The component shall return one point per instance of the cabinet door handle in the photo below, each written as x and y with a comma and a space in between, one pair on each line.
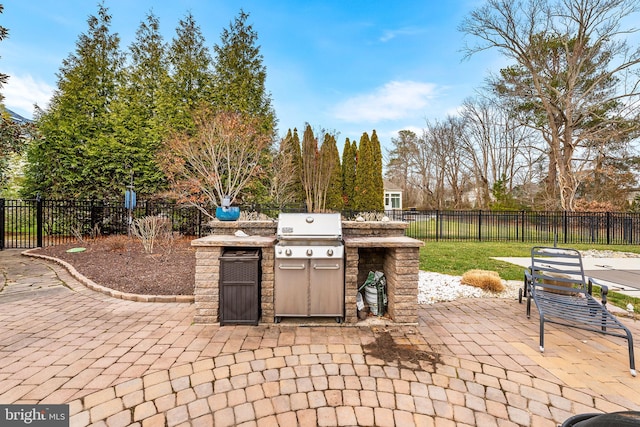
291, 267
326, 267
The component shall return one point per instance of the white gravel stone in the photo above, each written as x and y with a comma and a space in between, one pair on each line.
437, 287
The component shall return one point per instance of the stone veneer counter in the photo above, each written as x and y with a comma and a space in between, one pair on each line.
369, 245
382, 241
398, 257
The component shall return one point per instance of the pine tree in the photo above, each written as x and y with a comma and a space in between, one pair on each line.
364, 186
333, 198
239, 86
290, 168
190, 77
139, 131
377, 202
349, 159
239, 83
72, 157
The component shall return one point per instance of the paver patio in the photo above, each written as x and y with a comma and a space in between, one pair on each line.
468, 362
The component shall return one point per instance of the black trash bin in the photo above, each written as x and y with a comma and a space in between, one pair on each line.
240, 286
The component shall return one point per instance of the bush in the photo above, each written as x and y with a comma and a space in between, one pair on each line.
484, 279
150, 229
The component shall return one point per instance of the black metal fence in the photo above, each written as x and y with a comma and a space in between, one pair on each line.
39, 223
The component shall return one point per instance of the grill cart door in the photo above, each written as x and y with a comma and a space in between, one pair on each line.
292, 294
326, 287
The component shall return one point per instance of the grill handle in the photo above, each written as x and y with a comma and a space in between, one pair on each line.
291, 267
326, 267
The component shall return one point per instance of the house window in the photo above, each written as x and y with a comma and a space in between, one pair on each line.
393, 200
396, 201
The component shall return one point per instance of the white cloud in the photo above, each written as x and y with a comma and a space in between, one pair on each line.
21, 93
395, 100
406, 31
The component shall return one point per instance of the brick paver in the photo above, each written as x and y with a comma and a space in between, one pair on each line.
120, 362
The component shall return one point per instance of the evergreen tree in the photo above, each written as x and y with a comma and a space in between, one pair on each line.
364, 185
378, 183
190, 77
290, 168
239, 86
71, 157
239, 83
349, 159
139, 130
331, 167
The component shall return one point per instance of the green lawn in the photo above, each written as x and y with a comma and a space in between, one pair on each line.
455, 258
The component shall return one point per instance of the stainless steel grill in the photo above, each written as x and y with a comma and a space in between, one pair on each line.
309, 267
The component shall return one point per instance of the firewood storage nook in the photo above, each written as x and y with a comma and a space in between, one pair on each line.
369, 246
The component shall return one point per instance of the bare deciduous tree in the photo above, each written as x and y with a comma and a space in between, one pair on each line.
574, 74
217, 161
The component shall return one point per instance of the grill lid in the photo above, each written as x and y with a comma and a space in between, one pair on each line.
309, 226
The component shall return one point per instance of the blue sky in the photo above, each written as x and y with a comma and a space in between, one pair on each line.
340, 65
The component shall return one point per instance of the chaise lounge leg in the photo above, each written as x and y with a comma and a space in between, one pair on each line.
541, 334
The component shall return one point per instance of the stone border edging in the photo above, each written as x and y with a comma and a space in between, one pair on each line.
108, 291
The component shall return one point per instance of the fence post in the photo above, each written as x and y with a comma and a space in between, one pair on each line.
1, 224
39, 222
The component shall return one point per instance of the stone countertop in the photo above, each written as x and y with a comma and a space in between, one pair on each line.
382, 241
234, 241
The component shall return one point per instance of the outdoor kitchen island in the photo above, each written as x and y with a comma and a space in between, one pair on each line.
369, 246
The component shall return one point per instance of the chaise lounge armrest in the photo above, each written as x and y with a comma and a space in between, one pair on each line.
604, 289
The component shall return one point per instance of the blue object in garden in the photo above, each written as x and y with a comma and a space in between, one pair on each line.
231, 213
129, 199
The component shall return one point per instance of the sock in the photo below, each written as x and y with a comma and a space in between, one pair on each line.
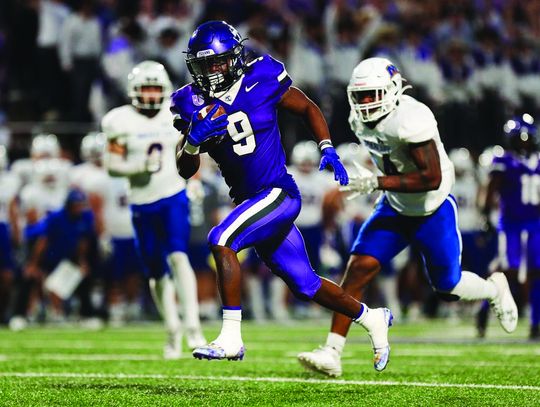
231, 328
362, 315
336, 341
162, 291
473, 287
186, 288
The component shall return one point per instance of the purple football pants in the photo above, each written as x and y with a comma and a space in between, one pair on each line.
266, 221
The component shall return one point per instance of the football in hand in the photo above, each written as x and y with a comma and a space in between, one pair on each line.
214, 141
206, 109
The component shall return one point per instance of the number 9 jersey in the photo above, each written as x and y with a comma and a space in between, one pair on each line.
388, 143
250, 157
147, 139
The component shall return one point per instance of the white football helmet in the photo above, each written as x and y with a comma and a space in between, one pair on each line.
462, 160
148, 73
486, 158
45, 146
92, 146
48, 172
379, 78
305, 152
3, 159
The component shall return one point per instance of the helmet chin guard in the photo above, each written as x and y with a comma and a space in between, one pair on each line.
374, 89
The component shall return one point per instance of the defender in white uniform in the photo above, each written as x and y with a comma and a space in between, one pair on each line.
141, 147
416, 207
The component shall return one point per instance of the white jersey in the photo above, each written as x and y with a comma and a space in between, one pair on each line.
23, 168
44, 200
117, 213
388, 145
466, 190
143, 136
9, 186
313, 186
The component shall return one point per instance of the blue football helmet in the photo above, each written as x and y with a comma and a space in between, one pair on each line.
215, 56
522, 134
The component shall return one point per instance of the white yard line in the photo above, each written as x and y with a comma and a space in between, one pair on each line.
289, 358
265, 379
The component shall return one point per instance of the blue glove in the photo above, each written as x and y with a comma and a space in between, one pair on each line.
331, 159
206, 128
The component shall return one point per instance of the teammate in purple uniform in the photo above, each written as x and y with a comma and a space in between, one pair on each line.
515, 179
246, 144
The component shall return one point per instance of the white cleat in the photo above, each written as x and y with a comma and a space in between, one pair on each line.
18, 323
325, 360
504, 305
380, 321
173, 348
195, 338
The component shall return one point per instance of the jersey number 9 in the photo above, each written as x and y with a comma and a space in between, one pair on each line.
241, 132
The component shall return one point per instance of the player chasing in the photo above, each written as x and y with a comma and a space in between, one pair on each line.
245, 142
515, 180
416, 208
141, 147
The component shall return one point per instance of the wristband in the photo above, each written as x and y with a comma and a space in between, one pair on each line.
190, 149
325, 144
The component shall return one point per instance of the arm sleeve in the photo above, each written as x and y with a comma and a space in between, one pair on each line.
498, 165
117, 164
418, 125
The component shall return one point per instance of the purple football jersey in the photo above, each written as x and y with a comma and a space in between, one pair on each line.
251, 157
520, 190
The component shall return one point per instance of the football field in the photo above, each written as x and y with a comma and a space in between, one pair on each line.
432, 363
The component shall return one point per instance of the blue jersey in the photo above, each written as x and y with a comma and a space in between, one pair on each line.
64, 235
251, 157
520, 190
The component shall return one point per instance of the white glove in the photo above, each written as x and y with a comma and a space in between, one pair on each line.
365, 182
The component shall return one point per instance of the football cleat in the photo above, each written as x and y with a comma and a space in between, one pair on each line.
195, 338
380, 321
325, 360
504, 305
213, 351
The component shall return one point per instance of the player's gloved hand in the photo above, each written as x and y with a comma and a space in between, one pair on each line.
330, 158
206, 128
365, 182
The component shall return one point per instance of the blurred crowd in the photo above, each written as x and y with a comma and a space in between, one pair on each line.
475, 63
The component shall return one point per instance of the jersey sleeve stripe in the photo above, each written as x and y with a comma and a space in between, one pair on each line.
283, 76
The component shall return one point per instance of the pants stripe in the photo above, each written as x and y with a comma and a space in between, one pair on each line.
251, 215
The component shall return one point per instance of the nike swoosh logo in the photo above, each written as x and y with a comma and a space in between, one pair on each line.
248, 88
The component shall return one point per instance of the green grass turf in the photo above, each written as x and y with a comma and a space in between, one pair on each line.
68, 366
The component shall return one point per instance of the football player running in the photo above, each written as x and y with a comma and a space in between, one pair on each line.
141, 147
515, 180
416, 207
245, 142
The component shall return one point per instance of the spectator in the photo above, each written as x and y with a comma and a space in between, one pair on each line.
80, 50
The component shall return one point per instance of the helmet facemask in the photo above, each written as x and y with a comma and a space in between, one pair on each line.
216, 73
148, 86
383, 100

» **Task details**:
Output the lines above in full and exactly as given, omitting any pictures.

» **Exercise output**:
The component shall return one point per instance of the cabinet door handle in the photo below, each written as x and y with a comma and a space in between, one pair on each line.
291, 267
326, 267
The component shall return one point per instance of the white gravel stone in the photo above, each written as x and y with a comma and a space in between, one pair on each line.
437, 287
The component shall return one point per instance of the stone veneer counter in the photo above, each written as x and y with a comma and a space in between, one pair on each line.
369, 245
382, 241
398, 257
The component shall return one point per instance of the pine tree in the photo above, each written as x and y with a comma and a space in between, one pair on each line.
364, 186
333, 198
239, 86
290, 168
190, 77
139, 131
377, 202
349, 159
239, 83
72, 157
The component shall return one point per instance of the paver patio in the photo above, each written as x and y with a comma and a space in between, one pair on each line.
468, 362
The component shall return one point per instance of the black trash bin in the photo above, each written as x and y with a comma and a space in between, one pair on each line.
240, 286
The component shall return one point per instance of the bush in the photo above, each written as x and y with a comma and a space in between, one pair on each line.
484, 279
150, 229
The component shall return one point per instance of the black metal fence in the photo above, each written as x and y with a comma and a space in between, one pair on each line.
39, 223
The component shall return one point per instance of the grill cart door in the photo above, each written as x and y with a comma and a space in between, one pair on each line.
292, 294
326, 287
The component shall return one point per instance of the grill handle in the photo above, each written as x and y with a comma and a space in between, one pair on each line.
291, 267
326, 267
The component shall return one point per instance of the house window in the photo above, each written as x and y with a comma and a space in between, one pair on each line.
393, 200
396, 201
The component shall return one point per instance of the white cloud in the photo above, each written as x and y with a comma and a space in between, one pair on each line.
21, 93
395, 100
406, 31
The component shall return one point per instance of the brick paver in the photo above, each written as x and y with a comma and a space in between, one pair on each line.
120, 362
The component shall return one point per instance of the evergreen tree in the photo above, each written as x and y with a comma and a space in between, one pair on each line.
364, 185
378, 183
190, 77
290, 168
239, 86
71, 157
239, 83
349, 159
139, 130
331, 167
The component shall return one point per instance of the green lawn in the photo above, each written as x and y with a comma and a space in between, one pair on each line.
455, 258
The component shall return one point per instance of the stainless steel grill in the photo above, each written as x and y with a comma and a space in between, one pair on each line.
309, 267
The component shall return one point per instance of the firewood storage nook in the photo above, each written as x and y with a comma and a space in between, one pair on each line.
369, 246
The component shall return one point per instance of the bare deciduous tree in the photo above, each written as x and y with a comma and a space in between, one pair on each line.
574, 74
217, 161
The component shall return one point per instance of the grill lid in the photo above, each written as x and y with a comma and a space in between, one pair on each line.
309, 226
The component shall return one point per instance of the blue sky in the photo above, each written as x and y with a comma and a space in between, one pair on each line.
340, 65
The component shall return one point per instance of the chaise lounge leg in the photo above, each written as x and y with a comma and a space in between, one pair on each line.
541, 334
The component shall return one point per instance of the stone border edging in the photo above, each written as x and y with a comma and a space in between, one pair on each line.
108, 291
The component shall return one point per instance of the fence post in the photo above, each written as x and y with a comma and a space in between, one pair on each line.
1, 224
39, 222
The component shall return one point per instance of the stone countertop in the photo above, each written as x and y with a comma and a space in between, one pair on each line.
382, 241
234, 241
The component shall return one point per instance of the outdoor kitchen island in the photo above, each written as x and y with a comma and a space in between, one pair on each line.
369, 246
The component shall return one point per instance of the chaise lounge armrest in the photo above, each written as x and y with a comma and a space in between, one pair on each line.
604, 289
The component shall return one point per instance of the blue object in garden in the photo above, each written as x and y with a comma and a space in between, one pair on each line.
231, 213
129, 199
The component shall return one point per instance of the sock in the photo below, each written as x and y with a comma and a space in between, one pair on each line.
231, 328
362, 315
336, 341
162, 291
473, 287
186, 288
The component shall return one point per instance of the purple football pants in the photo above, each written as x and y with a comma and a space in between, one pair on each line.
266, 221
The component shall return one point per instance of the football in hand in the photo above, each written as x and y with a comma and a space in between, one pair on each line.
214, 141
206, 109
The component shall return one point per instance of the number 9 jersey in the photo above, each written as x and y with a comma and a space in between, one pair on each line.
388, 143
250, 157
147, 139
The component shall return one point per instance of the white football helmet in the photo above, each written as x and y with a comma and a space in between, one pair on each line.
462, 160
148, 73
486, 158
45, 146
92, 146
48, 172
379, 78
305, 152
3, 159
The component shall return one point per instance of the helmet chin guard in the photo above, each written as x and y with a comma and a space in between, one pair on each line.
374, 89
The component shall return one point per instance of the defender in white uniform in the photo above, each written as x and y with a comma and a space in between, one pair on each line.
141, 147
416, 207
The component shall return one point per instance of the white jersey in the photo above, each written as x and y with a comma and a space in between, one pair on each line.
23, 168
44, 200
117, 213
388, 145
466, 190
143, 136
9, 186
313, 186
The component shall return one point per instance of the blue football helmet in the photo above, each written as x and y with a comma and a space in between, one pair on each line.
215, 56
522, 134
The component shall return one point per instance of the white yard line in the photo above, each written as x and y with a comma and a space in between, one pair on each line.
289, 358
265, 379
The component shall return one point per instance of the blue glove in the photo above, each written as x and y with a comma and a space in between, one pair on each line.
331, 159
206, 128
The component shall return one point per instance of the teammate in purple uniform in the photo above, each written as x and y with a comma and a space in between, one pair on each line.
515, 179
246, 144
The component shall return one point per instance of the white cleat in the photo above, each written as x and y with a comma and a space in between, one pair on each line.
18, 323
325, 360
504, 305
380, 321
173, 348
195, 338
The component shall return one point per instance of the jersey number 9 in the photo above, each written as x and y with a comma and a space in between, one pair on each line.
241, 132
The component shall return one point per instance of the player chasing in the photo above, each written as x and y with a comma and a space in between, one pair on each line.
245, 142
515, 180
416, 208
141, 147
The component shall return one point per instance of the wristband in the photo above, each written as x and y with a comma and a space in between, one pair on each line.
190, 149
325, 144
The component shall return one point per instance of the arm sleeve in the photo above, each written as x and y with a comma and a space in between, one pair on each line.
498, 165
117, 164
418, 125
The component shall return one point per instance of the purple football jersey in the photo above, each written as x and y with a comma and a space in between, one pair on each line.
251, 157
520, 190
The component shall return one point per instance of the football field in the photo above, each written as x and y with a comma and a space in between, one pair on each line.
432, 363
The component shall return one point per instance of the blue jersey in the photo above, each written as x and y with a comma and a space in between, one pair on each line.
64, 235
251, 157
520, 190
The component shall return one point per instance of the white glove in the photo above, each written as x and y with a comma and a space in between, one pair on each line.
365, 182
The component shall return one point per instance of the football cleat in the photo above, each written as x and y with a comma and a space in between, one pair on each line.
195, 338
380, 321
325, 360
504, 305
213, 351
The component shall return one point per instance of the player's gloved hand in the photo above, each written as x and y with a comma and a space in between, one pair on each line.
330, 158
206, 128
365, 182
The component shall return one point per instance of the blurred crowd in the photo above, each written as x and y with a comma and a space in between, one pair on each line.
475, 63
The component shall return one point per instance of the jersey sleeve stripe in the photo above, each written as x and y with a comma and a space in between, one pair on each line.
283, 76
The component shall return one point per instance of the pants stripe in the photo above, each written as x and y with a comma and a space in between, one pair on each line.
251, 215
The component shall return one point per instance of the nike swoosh logo in the photo above, each written as x and y with a comma and a space in between, one pair on each line.
248, 88
The component shall return one point per instance of the green grass turf in the photo above, each written as x and y with a comma and a space in between, one pair on each line.
68, 366
The component shall return one point per instance of the football player running in the photo above, each written as x and y with a comma and a space in between, one pair on each line.
141, 147
515, 180
416, 207
245, 142
The component shall return one point per instance of the spectator in the photo above, each written as x and y with a comma and a space in between, one pair on each line.
80, 50
The component shall return one point per instance of the helmet facemask in the photo above, each written as x and y with a comma and a space in between, one pair on each line.
216, 73
148, 86
383, 100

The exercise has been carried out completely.